Supplied data
▼

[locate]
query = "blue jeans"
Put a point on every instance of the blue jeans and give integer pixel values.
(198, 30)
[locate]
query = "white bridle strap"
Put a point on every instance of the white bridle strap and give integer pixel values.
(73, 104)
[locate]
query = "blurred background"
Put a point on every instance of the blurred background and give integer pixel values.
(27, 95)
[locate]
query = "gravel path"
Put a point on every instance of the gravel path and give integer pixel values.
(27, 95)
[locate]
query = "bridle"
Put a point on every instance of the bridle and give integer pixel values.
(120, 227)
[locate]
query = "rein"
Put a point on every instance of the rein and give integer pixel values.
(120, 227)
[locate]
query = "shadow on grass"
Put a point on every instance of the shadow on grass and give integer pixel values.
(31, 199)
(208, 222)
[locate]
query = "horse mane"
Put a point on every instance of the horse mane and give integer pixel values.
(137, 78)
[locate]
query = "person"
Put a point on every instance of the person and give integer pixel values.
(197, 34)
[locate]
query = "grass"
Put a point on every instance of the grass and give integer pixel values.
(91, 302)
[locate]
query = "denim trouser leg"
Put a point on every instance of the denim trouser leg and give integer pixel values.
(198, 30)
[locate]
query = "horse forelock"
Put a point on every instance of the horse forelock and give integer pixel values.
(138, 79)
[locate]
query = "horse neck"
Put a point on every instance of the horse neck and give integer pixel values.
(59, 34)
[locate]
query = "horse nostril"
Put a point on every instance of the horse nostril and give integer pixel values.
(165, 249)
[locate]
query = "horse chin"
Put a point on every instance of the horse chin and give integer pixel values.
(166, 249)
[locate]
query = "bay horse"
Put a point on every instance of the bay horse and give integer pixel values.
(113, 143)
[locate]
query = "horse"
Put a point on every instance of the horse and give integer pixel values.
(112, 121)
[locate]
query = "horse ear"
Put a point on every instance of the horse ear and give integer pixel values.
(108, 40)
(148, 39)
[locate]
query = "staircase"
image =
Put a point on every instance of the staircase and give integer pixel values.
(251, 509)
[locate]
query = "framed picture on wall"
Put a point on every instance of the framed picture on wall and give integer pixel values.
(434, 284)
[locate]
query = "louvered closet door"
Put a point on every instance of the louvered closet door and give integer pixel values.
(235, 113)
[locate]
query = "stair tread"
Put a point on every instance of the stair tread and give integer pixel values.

▲

Please restate the records in full, word for word.

Result of this exercise
[locate]
query = "blue jeans"
Put a point on every instance of the blue jeans and give integer pixel values.
(198, 30)
[locate]
query = "white bridle strap"
Put a point on every instance of the white bridle strap and give integer pixel values.
(73, 104)
[locate]
query = "blurred background"
Put a point on every instance of the blurred background and give integer pixel values.
(27, 95)
[locate]
query = "gravel path"
Put a point on every instance of the gravel path and give integer pixel values.
(27, 95)
[locate]
query = "bridle"
Put a point on every instance of the bridle and give integer pixel values.
(120, 227)
[locate]
query = "rein"
Put a point on every instance of the rein and give integer pixel values.
(120, 227)
[locate]
query = "shadow on grass"
Put a point on every instance of the shadow on grass and give integer pixel values.
(31, 199)
(208, 222)
[locate]
query = "horse mane"
Put a point on every instance of the horse mane and give integer pixel values.
(137, 78)
[locate]
query = "person"
Put a point on every instance of the person and give integer pixel values.
(197, 34)
[locate]
query = "grass"
Put a point on every instance of the grass and give integer pixel values.
(91, 302)
[locate]
query = "denim trouser leg"
Put a point on every instance of the denim trouser leg and give integer pixel values.
(198, 30)
[locate]
query = "horse forelock"
Put a point on every instance of the horse forelock and give integer pixel values.
(138, 79)
[locate]
query = "horse neck"
Put a point on every instance of the horse neck and give integer pixel values.
(59, 34)
[locate]
query = "horse nostril"
Put a point on every instance of the horse nostril and give integer pixel values.
(165, 249)
[locate]
query = "horse chin"
Put a point on every instance of the horse chin and give integer pixel values.
(166, 249)
[locate]
query = "bay horse"
Put a point on every instance of the bay horse and give integer pixel values.
(113, 143)
[locate]
query = "horse"
Put a point on every instance of the horse and give integer pixel values.
(112, 121)
[locate]
query = "horse ear"
Put a point on every instance of the horse ear and give integer pixel values.
(108, 40)
(148, 39)
[locate]
query = "staircase"
image =
Put a point on every instance of the staircase and give integer pixel values.
(251, 509)
[locate]
query = "framed picture on wall"
Put a point on every instance of the framed picture on wall and give integer pixel values.
(434, 284)
[locate]
query = "louvered closet door"
Put a point on every instance of the louvered closet door and give integer pixel values.
(235, 113)
[locate]
query = "stair tread"
Put a point on every instance of the stair tread and give integer pixel values.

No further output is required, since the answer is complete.